Records excerpted from a collection:

╔══

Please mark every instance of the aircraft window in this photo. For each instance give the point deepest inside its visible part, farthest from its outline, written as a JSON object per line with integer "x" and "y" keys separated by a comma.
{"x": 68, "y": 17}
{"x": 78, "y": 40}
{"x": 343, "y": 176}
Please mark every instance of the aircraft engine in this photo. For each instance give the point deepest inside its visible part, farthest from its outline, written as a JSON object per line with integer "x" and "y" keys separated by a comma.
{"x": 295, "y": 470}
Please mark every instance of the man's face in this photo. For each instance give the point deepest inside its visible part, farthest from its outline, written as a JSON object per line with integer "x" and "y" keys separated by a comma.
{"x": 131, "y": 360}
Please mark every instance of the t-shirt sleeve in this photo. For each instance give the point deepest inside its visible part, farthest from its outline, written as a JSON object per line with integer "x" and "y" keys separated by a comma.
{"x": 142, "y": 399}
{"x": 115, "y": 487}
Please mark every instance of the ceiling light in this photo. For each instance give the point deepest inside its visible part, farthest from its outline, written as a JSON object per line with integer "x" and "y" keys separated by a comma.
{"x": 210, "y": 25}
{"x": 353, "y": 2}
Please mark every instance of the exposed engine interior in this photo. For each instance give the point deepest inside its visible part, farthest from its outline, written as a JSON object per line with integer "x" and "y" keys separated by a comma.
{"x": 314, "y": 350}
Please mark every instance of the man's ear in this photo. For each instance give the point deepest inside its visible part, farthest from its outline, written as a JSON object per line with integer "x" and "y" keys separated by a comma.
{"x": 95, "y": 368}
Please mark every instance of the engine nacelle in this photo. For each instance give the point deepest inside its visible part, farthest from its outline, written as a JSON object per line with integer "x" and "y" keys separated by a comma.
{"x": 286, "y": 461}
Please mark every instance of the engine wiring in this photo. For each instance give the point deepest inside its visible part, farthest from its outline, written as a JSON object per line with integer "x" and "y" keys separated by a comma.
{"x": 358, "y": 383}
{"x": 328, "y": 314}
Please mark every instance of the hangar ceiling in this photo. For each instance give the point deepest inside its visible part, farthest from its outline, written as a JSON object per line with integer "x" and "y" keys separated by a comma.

╚══

- GOAL OF THE EXERCISE
Write out, word for word, the line containing "Please mark every instance of the engine nacelle" and every line after it to the end of the data above.

- FULL ANSWER
Please mark every instance of the engine nacelle in this photo. For each instance give the point deepest inside its visible part, farthest from its outline, written as a JSON object per line with integer "x" and "y" keys separated by a comma.
{"x": 286, "y": 461}
Please mark every instance of the engine wiring in this photo. For each instance give the point deepest inside its visible part, farthest from its outline, written as a JSON object per line with integer "x" and "y" keys separated by a comma.
{"x": 358, "y": 383}
{"x": 328, "y": 314}
Please mark every instance of the hangar ceiling in this photo. For each instance give the point deepest inside its visible part, farthest from its outline, written as a JSON object per line with integer "x" and "y" keys separated by a comma.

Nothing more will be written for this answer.